== Segment start ==

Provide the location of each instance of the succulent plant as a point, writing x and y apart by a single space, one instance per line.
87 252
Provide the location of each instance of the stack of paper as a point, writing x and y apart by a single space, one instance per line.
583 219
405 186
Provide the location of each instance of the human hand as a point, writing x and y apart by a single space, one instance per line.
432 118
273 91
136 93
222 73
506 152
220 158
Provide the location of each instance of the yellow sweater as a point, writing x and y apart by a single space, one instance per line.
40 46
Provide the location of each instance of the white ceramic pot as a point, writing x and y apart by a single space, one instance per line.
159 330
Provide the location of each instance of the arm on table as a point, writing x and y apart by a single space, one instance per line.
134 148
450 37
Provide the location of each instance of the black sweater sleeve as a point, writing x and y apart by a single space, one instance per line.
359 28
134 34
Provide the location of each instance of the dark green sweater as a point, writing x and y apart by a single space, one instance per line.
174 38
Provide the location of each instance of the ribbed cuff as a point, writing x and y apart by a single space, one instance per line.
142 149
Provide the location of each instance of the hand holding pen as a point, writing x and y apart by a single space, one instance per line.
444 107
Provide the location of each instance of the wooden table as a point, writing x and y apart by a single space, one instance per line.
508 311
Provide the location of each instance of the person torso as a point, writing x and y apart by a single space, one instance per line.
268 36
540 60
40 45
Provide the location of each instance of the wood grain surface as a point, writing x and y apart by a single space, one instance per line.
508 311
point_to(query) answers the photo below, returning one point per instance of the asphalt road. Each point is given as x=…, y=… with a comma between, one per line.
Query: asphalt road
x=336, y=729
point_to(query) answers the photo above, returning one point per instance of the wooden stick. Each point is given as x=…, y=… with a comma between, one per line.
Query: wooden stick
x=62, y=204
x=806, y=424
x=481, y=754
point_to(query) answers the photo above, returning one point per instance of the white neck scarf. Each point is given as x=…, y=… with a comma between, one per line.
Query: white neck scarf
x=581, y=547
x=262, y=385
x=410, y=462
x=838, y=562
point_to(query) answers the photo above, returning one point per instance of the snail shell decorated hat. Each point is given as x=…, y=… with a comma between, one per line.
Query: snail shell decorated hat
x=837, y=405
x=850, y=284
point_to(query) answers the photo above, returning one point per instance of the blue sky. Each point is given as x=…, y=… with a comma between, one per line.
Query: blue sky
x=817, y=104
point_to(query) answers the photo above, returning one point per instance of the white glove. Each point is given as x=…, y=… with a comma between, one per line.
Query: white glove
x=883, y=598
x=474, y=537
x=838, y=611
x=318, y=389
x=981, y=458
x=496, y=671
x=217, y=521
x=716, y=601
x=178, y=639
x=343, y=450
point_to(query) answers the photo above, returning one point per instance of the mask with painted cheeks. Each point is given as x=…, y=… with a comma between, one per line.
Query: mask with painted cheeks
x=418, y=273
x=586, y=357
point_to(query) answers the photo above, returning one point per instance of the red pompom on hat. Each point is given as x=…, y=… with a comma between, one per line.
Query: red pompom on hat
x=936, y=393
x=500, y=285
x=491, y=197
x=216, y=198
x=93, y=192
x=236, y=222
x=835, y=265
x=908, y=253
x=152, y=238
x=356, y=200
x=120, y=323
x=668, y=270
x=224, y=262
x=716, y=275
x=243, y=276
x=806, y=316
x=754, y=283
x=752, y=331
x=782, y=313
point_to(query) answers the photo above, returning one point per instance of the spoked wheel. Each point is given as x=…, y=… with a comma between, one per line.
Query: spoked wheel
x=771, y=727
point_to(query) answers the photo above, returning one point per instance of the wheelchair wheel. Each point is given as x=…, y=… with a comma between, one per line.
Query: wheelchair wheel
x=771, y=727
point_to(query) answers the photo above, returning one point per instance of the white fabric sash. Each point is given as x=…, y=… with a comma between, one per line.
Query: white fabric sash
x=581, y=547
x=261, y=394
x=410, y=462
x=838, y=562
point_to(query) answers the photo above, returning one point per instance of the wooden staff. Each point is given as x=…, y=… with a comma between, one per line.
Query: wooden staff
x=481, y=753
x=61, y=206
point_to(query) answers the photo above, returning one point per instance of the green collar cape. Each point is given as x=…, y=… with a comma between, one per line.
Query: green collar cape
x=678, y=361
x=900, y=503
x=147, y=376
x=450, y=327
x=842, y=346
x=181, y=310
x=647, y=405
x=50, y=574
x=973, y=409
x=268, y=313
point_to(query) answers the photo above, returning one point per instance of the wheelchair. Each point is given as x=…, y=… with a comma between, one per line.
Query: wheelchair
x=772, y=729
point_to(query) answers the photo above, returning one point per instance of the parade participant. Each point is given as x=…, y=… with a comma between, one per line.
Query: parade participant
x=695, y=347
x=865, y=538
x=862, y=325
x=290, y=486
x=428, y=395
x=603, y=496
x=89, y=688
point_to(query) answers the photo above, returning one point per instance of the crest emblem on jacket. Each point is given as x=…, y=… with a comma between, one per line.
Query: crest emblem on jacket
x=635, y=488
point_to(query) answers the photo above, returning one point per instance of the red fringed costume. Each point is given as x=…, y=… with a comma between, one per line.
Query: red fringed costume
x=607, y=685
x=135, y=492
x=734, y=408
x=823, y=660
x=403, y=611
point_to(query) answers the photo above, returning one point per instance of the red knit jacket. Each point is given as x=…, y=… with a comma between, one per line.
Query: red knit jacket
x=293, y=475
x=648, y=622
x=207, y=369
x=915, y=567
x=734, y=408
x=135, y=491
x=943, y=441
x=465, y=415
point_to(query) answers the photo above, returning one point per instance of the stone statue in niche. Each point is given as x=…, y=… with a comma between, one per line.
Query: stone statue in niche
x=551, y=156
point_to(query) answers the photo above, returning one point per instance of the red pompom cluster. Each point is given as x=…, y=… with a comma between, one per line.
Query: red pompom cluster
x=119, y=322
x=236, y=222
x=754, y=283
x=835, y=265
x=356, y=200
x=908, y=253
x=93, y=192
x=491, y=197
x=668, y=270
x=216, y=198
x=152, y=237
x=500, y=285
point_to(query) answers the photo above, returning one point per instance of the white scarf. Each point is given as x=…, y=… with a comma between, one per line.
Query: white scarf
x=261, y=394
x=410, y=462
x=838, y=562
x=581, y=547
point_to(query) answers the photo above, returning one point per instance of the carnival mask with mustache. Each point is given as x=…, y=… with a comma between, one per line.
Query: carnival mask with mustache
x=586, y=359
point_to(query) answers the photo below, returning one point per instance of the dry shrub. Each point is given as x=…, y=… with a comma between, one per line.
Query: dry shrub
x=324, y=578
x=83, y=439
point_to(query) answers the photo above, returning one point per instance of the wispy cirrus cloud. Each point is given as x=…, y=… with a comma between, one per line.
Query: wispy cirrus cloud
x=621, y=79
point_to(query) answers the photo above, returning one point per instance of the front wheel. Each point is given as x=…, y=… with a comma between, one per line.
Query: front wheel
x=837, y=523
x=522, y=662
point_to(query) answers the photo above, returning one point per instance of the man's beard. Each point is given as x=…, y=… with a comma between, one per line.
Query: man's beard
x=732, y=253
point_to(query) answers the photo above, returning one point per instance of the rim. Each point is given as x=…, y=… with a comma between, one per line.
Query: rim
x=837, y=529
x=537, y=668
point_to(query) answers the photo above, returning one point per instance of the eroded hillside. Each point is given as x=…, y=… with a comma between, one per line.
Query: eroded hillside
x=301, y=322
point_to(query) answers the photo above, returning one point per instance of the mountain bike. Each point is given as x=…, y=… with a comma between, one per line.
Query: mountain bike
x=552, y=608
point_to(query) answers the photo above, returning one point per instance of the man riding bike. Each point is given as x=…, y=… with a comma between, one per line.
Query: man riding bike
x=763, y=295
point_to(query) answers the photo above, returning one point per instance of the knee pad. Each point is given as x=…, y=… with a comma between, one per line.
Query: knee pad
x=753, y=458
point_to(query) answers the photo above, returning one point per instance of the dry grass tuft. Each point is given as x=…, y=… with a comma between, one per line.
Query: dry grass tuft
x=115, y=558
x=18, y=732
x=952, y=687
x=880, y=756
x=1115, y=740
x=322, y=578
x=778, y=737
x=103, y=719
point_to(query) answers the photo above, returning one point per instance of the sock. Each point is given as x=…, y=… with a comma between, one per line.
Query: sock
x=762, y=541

== Segment end ==

Assignment
Would you quote, exactly and only, the lines from the one containing "Query: dry grass tuft" to the end of the entries?

Response area
Query: dry grass tuft
x=115, y=558
x=18, y=732
x=952, y=687
x=880, y=756
x=1115, y=740
x=322, y=578
x=778, y=737
x=103, y=719
point_to(query) answers the photo above, returning one point per instance of the sock. Each point is given as x=…, y=… with a comma between, one per line.
Query: sock
x=762, y=541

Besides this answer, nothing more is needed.